[Records drawn from a collection]
-- START --

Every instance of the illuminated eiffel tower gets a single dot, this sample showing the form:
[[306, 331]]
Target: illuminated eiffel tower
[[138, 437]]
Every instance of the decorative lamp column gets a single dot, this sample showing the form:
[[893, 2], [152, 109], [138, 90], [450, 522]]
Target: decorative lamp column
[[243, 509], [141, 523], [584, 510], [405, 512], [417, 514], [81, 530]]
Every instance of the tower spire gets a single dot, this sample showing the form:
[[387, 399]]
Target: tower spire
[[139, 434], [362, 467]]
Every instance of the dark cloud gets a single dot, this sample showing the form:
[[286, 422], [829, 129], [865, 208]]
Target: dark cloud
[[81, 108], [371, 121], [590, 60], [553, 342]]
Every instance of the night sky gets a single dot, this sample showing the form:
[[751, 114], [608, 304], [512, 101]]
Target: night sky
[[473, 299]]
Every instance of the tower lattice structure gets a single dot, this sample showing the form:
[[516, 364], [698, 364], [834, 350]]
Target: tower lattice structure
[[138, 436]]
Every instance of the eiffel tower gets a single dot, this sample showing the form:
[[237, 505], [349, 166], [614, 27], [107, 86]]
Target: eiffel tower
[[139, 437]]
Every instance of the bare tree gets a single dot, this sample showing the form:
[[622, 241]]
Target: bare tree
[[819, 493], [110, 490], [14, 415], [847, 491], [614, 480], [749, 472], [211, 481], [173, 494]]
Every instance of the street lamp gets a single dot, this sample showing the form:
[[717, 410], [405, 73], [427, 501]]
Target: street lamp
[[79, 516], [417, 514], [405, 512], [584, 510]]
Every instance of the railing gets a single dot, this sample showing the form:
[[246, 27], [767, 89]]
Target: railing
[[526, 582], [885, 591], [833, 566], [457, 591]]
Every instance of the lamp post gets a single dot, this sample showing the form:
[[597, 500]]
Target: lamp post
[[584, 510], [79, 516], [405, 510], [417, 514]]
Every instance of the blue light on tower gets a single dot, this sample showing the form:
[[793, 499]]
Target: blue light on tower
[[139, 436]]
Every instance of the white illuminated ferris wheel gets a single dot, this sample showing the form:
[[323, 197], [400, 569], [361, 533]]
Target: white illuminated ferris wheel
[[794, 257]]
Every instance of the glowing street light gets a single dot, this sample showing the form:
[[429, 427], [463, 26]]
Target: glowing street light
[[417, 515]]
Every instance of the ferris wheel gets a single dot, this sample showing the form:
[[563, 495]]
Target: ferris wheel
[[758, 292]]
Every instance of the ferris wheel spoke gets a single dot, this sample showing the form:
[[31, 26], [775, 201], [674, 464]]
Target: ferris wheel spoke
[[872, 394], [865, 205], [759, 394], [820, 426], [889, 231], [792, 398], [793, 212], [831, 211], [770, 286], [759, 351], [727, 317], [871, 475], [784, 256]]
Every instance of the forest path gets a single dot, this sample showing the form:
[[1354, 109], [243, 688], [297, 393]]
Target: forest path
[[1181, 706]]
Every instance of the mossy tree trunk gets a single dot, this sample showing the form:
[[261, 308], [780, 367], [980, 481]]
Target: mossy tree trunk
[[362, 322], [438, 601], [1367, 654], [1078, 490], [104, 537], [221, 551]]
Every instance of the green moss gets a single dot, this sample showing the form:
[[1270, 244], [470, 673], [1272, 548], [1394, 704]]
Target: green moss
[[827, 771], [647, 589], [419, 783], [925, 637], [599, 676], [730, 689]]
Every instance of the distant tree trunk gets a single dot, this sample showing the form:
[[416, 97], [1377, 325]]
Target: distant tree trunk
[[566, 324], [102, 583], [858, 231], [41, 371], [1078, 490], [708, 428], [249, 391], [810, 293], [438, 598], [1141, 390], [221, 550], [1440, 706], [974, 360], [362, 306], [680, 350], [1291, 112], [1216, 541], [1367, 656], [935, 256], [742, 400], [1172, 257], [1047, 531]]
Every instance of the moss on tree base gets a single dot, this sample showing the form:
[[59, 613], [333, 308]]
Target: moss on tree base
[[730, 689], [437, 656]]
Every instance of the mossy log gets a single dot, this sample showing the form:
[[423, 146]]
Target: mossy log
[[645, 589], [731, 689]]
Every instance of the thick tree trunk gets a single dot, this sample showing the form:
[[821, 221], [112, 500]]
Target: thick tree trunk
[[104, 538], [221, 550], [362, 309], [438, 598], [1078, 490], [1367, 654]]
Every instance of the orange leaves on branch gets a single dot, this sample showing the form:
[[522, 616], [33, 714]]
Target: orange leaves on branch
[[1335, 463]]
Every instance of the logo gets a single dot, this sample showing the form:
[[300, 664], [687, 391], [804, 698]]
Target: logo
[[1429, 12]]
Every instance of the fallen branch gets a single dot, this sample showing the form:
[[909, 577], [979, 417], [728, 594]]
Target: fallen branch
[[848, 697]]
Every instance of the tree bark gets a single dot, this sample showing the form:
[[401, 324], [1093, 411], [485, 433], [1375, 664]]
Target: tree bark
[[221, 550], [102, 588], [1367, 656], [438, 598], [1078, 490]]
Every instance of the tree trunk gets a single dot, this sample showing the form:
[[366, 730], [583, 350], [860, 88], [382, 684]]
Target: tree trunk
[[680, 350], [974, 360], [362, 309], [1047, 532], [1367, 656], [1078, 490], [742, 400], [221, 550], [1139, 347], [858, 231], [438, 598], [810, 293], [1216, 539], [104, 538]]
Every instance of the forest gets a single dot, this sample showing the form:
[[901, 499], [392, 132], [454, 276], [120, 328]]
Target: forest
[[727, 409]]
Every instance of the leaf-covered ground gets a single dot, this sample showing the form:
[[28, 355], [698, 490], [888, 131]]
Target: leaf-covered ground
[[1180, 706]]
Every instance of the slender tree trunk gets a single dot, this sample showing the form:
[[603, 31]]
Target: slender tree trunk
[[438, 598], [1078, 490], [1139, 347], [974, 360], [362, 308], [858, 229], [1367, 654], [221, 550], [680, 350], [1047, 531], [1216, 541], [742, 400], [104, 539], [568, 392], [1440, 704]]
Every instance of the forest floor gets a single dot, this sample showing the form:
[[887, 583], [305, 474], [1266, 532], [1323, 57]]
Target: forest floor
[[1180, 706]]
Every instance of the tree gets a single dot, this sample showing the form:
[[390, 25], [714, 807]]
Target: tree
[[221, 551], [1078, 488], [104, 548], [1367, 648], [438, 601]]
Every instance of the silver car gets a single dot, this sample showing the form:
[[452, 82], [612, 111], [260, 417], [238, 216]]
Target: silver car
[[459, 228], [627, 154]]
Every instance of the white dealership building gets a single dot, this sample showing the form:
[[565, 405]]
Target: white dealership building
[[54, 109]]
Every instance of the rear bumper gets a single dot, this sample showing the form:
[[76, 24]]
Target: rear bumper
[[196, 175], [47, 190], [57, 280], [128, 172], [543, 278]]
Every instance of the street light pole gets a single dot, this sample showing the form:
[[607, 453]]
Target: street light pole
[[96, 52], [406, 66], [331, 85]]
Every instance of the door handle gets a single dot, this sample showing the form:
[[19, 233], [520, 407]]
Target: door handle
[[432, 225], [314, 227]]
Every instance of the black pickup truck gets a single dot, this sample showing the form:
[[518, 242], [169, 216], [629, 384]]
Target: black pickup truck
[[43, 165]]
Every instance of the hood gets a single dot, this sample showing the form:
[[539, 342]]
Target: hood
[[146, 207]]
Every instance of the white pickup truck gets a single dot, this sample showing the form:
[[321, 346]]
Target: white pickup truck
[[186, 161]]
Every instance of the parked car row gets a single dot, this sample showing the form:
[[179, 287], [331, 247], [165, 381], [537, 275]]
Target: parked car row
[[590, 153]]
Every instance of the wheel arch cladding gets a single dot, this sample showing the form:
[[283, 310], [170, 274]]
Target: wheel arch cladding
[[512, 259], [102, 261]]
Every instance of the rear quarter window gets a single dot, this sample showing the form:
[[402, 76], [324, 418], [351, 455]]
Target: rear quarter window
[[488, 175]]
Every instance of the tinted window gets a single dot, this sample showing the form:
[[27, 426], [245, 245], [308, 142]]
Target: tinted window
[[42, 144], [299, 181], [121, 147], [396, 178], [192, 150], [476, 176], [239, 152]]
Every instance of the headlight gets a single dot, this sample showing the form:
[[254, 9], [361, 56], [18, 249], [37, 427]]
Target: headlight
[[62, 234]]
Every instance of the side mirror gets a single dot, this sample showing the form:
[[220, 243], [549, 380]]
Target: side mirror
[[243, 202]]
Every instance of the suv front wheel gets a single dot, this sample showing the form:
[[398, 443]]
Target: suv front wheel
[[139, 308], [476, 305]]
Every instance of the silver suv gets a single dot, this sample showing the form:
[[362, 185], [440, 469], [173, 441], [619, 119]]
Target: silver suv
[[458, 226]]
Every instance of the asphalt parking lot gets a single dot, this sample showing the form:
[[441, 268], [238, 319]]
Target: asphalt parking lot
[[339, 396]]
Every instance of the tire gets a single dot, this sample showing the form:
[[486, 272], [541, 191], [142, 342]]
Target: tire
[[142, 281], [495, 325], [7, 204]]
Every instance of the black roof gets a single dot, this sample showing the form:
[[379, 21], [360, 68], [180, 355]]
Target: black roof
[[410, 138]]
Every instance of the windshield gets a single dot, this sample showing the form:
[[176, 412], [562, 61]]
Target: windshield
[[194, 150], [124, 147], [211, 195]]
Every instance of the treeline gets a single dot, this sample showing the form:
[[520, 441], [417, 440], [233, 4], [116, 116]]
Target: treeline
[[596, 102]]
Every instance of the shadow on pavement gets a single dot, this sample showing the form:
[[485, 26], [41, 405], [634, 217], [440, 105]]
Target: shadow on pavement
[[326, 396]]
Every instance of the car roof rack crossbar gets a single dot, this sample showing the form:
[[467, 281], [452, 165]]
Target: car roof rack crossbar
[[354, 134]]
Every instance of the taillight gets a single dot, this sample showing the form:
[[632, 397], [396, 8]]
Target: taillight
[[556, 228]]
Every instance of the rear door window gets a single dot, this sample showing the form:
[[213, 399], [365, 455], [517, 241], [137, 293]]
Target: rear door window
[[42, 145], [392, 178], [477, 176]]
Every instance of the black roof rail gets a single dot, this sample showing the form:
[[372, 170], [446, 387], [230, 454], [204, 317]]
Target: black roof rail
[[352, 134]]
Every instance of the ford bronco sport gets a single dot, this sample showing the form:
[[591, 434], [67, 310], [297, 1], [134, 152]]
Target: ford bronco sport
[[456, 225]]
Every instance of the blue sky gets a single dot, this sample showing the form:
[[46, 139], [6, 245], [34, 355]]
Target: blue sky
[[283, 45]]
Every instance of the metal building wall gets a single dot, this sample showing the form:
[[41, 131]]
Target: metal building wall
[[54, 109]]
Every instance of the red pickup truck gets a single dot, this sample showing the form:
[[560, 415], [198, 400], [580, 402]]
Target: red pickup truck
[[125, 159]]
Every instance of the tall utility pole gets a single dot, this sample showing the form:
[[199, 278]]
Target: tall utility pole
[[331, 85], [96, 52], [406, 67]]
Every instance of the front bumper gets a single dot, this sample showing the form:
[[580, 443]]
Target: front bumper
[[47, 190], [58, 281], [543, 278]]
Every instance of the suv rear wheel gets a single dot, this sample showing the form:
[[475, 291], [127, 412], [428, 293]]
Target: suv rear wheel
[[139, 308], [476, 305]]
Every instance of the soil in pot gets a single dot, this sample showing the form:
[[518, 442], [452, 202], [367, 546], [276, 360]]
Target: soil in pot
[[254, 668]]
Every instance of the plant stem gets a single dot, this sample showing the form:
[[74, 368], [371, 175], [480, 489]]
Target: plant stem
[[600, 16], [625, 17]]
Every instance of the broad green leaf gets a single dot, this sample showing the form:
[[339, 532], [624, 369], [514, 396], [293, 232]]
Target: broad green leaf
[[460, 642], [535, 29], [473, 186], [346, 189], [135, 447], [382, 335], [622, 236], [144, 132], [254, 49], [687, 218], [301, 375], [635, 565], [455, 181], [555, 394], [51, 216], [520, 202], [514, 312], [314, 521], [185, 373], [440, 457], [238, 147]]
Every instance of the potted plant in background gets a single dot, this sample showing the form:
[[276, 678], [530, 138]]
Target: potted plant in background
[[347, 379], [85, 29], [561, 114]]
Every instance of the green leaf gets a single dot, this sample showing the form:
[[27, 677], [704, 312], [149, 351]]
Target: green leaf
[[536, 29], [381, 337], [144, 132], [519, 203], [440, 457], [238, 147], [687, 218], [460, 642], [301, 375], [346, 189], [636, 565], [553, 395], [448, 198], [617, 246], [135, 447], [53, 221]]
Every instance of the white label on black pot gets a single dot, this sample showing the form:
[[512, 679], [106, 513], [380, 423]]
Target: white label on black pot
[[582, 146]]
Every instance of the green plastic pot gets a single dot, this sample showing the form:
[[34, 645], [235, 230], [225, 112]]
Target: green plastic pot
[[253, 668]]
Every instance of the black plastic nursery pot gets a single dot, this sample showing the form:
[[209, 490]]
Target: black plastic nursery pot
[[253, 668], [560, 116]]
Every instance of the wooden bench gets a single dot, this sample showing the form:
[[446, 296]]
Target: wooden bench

-- END --

§ **GIVEN TASK**
Reproduce the stretch of the listing from its first line through the line that contains "[[138, 437]]", with both ends included and every line rendered word for word. Include nothing beyond that stretch.

§ **RESULT**
Every instance of the illuminated eiffel tower gets a single dot, this sample showing the form:
[[306, 331]]
Target: illuminated eiffel tower
[[138, 437]]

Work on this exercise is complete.